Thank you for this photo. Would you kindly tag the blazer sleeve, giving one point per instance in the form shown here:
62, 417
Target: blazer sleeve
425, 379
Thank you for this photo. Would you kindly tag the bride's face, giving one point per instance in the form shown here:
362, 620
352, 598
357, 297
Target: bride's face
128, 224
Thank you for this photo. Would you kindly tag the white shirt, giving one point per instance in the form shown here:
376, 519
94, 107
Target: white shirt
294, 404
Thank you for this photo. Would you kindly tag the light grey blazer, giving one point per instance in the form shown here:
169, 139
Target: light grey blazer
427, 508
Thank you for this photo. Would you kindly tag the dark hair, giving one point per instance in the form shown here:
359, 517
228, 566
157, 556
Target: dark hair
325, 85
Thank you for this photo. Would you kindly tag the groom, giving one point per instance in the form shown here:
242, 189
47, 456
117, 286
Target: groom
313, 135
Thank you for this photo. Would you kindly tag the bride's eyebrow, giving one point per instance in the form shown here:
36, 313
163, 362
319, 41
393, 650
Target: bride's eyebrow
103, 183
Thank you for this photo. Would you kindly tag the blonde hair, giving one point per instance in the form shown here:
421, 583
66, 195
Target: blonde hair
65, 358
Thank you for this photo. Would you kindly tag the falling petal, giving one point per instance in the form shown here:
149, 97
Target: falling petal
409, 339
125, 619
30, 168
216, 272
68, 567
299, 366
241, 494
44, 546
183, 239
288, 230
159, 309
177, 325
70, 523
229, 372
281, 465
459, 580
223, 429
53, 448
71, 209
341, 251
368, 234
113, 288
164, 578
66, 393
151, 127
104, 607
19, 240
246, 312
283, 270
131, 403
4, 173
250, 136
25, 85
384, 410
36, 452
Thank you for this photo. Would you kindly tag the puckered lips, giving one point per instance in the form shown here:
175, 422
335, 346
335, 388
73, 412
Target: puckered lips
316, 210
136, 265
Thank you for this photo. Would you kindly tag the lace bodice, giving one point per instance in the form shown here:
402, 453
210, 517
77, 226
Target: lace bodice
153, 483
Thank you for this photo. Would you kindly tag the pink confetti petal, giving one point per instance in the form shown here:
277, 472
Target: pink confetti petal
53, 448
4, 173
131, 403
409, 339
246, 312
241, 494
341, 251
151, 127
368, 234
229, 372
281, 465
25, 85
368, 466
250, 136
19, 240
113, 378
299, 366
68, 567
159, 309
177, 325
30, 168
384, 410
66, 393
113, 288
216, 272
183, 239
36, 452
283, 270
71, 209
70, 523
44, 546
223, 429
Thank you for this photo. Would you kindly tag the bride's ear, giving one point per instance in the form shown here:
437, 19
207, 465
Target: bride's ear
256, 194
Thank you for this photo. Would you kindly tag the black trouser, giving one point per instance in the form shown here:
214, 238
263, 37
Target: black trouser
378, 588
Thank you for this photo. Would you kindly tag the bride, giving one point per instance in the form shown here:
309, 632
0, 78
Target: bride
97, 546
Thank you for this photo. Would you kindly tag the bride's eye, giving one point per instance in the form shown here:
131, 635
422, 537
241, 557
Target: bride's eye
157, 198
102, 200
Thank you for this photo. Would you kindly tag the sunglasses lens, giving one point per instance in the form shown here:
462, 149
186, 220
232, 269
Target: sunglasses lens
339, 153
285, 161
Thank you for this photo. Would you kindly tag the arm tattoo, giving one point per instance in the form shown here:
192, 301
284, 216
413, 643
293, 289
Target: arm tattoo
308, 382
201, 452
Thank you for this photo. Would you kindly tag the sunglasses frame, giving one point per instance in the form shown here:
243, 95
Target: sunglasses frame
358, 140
# # # #
WHAT IS REQUIRED: Write the complete data out, exactly as above.

RESULT FOR THIS TASK:
Thank you for this photo. Would you kindly tag the blazer sleeve, giving one point per instance in the form shown here:
62, 417
Target: blazer sleeve
425, 379
Thank you for this photo. Would you kindly tag the bride's face, giving one point per instance in the form shown here:
362, 620
352, 598
357, 297
Target: bride's face
128, 224
Thank you for this photo. Would you kindly tag the white shirt, giving one point per instance in the form shown here:
376, 519
94, 107
Target: white shirt
294, 404
Thank you for this photo. Would you kindly tag the light grey blazer, giving one point per instance in the form shown here:
169, 139
Target: light grey blazer
427, 508
Thank you for this photo. Would you kindly tag the dark hair, giving one point per instance in the form shown here:
359, 517
228, 566
157, 556
Target: dark hair
325, 85
Thank you for this photo. Would you kindly tag the groom, giving one point per instance in the form shown here:
242, 189
47, 456
117, 286
Target: groom
313, 135
Thank you for this photo. Would you kindly tag the bride's eyebrow, giving one point per instance in the form shown here:
36, 313
163, 362
319, 41
393, 650
Target: bride's eyebrow
103, 183
Thank you for this photo. Would you kindly tag the blonde hair, giving one point per instance in the form shown here:
421, 583
66, 195
Target: blonde hair
65, 358
Thank you for this photo. Would you kindly tag the falling petal, giving one point per instance in the form shown here:
149, 97
Target: falling petal
409, 339
125, 619
30, 168
216, 272
68, 567
299, 366
241, 494
44, 546
183, 239
288, 230
159, 309
177, 325
70, 523
229, 372
281, 465
459, 580
223, 429
53, 448
71, 209
341, 251
368, 234
113, 288
164, 578
66, 393
151, 127
104, 607
19, 240
246, 312
283, 270
131, 403
4, 173
250, 136
25, 85
384, 410
36, 452
Thank you for this photo. Would you kindly tag the puckered lips, giving one point per instance in the form shown here:
175, 422
335, 346
335, 388
73, 412
Target: puckered lips
316, 210
136, 265
Thank you for this photo. Would you kindly tag the lace bodice, giving one point per instance in the form shown here:
402, 453
210, 517
77, 226
Target: lace bodice
153, 483
Thank you for this photo. Would you kindly tag the pink confetti petal, giving one point per instance in the form shown here:
277, 472
Target: pink confetti petal
53, 448
4, 173
131, 403
409, 339
246, 312
241, 494
341, 251
151, 127
368, 234
229, 372
281, 465
25, 85
368, 466
250, 136
19, 240
113, 378
299, 366
68, 567
159, 309
177, 325
30, 168
384, 410
66, 393
113, 288
216, 272
183, 239
36, 452
283, 270
71, 209
70, 523
44, 546
223, 429
Thank you for this photo. Would you kindly tag the bride's ear, giving one point per instance in the form shown here:
437, 19
207, 465
Target: bride's ear
256, 194
Thank you for this photo. Would you kindly tag the black trouser, giving one point per instance in the form shown here:
214, 238
263, 37
Target: black trouser
378, 588
Thank you for this photo. Would you kindly tag the bride, giving one point per instance in the form shown here:
309, 632
0, 78
Target: bride
97, 546
Thank you for this photo. Would you kindly tag the bride's eye, giving one point per instance in the form shown here:
131, 635
422, 537
241, 557
Target: bride's eye
157, 198
102, 200
Thank you for this photo. Would you kindly tag the sunglasses lens, giving one point per instance in the form shown here:
462, 149
186, 220
232, 269
Target: sunglasses lens
339, 153
285, 161
Thank you for this photo. Would you kindly tag the arm tattoo, giving one point per instance in the form shown here:
192, 301
284, 216
413, 643
293, 289
Target: arm tattoo
308, 382
201, 452
Thank you for this photo. Would you kindly tag the sunglasses frame, giving one point per instance in the form shown here:
243, 95
Target: sunglasses frame
358, 140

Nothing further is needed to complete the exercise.